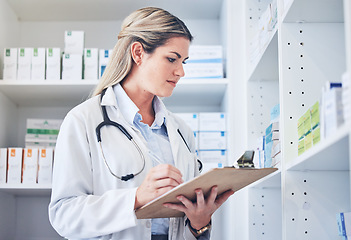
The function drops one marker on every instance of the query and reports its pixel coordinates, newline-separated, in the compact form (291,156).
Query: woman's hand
(158,181)
(200,212)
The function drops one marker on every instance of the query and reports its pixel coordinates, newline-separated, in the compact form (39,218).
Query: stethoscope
(108,122)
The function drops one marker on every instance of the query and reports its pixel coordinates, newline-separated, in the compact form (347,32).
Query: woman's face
(161,70)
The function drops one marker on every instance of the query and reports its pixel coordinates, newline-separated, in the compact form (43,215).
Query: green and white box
(74,42)
(3,165)
(104,57)
(72,67)
(10,63)
(91,63)
(45,165)
(38,64)
(30,165)
(53,63)
(24,63)
(14,173)
(42,129)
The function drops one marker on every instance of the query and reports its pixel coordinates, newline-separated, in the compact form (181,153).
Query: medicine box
(42,129)
(344,223)
(205,53)
(212,121)
(14,174)
(24,63)
(45,165)
(30,165)
(10,64)
(74,42)
(72,67)
(53,63)
(3,165)
(212,140)
(38,64)
(104,57)
(191,119)
(212,159)
(203,70)
(91,63)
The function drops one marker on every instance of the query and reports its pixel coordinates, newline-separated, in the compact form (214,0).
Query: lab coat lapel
(175,140)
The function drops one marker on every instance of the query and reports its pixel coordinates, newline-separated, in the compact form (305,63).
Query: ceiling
(109,10)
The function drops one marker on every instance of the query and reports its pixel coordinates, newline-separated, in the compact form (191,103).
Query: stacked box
(308,128)
(74,42)
(104,57)
(10,64)
(53,63)
(204,62)
(3,165)
(38,64)
(212,140)
(42,132)
(30,165)
(14,172)
(72,66)
(91,63)
(346,96)
(45,165)
(24,63)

—————

Could you transcribe all of the entries above word for word, leaving out the picture?

The function drops one marker on every instance of the query and reports its pixel coordinates, newline-separated, in the compact form (291,156).
Query: woman's hand
(158,181)
(200,212)
The function drops one marker on every instance of the query and reports its pixel coordinates, newline-separated, in the compact form (39,218).
Query: stethoscope
(108,122)
The function drops one marker on every instance of the query and reports its pixel coordinates, newline-separated, in the compact form (347,32).
Query: woman's face
(161,70)
The function drops one marker on every instance of the query and reports its pixel coordinates, newline-separated, in the compact form (43,215).
Query: green and white box
(74,42)
(3,165)
(104,57)
(72,67)
(10,63)
(91,63)
(45,165)
(38,64)
(30,165)
(53,63)
(24,63)
(14,173)
(42,129)
The function drops one marker on every instance of the query and reports its pixel coordinates, newline-separated, in the compact form (181,153).
Query: medicine box
(42,129)
(344,223)
(205,53)
(212,121)
(14,174)
(24,63)
(45,165)
(30,165)
(10,64)
(74,42)
(72,67)
(53,63)
(3,165)
(212,140)
(38,64)
(104,57)
(191,119)
(212,159)
(203,70)
(91,63)
The function drops one marker on every instance of the query and reports its pixel coordinates, newline-separated, in the compact form (214,0).
Query: lab coat lapel
(175,140)
The function drops one marker on every instance of the query and reports its pixel coordinates, newline-separated, in the compact form (305,63).
Query: ceiling
(109,10)
The function drops one marker on every instance of the query and reports its pixel coordinates, newline-separated, in the compact form (191,103).
Query: stacked box
(308,128)
(74,42)
(104,57)
(10,64)
(53,63)
(204,62)
(3,165)
(38,64)
(212,140)
(42,132)
(30,165)
(14,172)
(72,66)
(91,63)
(346,96)
(45,165)
(24,63)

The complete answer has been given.